Rewrite the entries below, putting "bush" in place of every "shrub" and leaving everything else unchanged.

..........

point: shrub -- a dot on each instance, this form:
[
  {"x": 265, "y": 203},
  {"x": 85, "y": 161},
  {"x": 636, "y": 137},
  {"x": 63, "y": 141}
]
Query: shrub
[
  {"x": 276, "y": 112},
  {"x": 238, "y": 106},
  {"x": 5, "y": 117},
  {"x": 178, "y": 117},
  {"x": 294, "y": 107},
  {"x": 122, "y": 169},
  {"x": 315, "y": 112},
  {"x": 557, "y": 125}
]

..........

:: Result below ::
point: bush -- a dot on each instance, this form:
[
  {"x": 265, "y": 203},
  {"x": 85, "y": 161},
  {"x": 636, "y": 137},
  {"x": 63, "y": 141}
]
Query: bush
[
  {"x": 276, "y": 112},
  {"x": 238, "y": 106},
  {"x": 5, "y": 117},
  {"x": 178, "y": 117},
  {"x": 294, "y": 107},
  {"x": 122, "y": 169},
  {"x": 315, "y": 112},
  {"x": 557, "y": 125}
]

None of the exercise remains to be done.